## WORK REQUIRED
Transcribe the entries below with complete accuracy, excluding the pictures.

┌────────

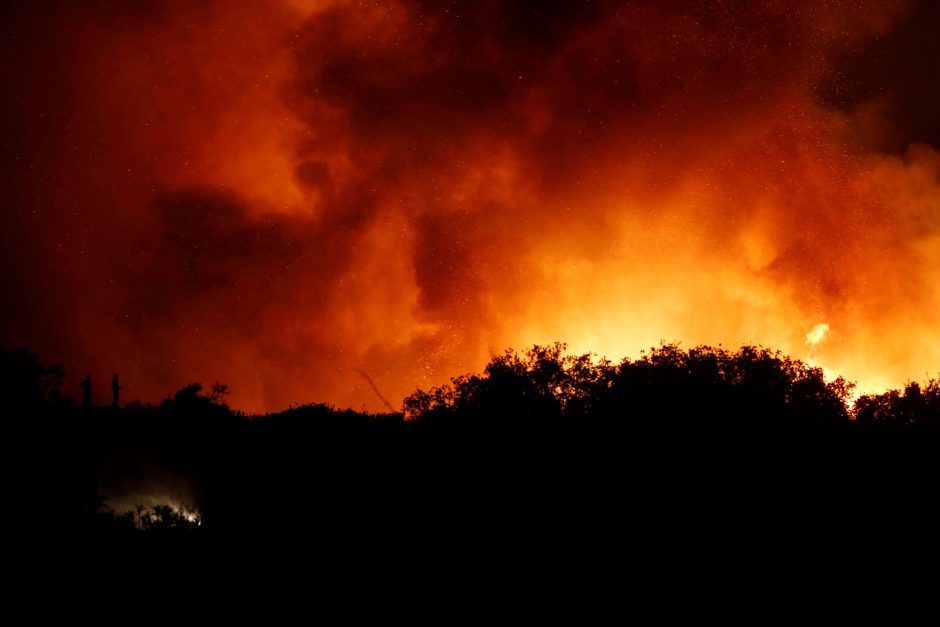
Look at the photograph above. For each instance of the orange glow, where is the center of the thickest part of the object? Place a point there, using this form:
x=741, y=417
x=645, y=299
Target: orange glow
x=280, y=195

└────────

## EXERCISE RESPONSE
Look at the photograph above. For each instance of the orange glow, where is the center of the thickest part of the object? Place a point there, using this form:
x=741, y=417
x=645, y=299
Target: orange glow
x=280, y=195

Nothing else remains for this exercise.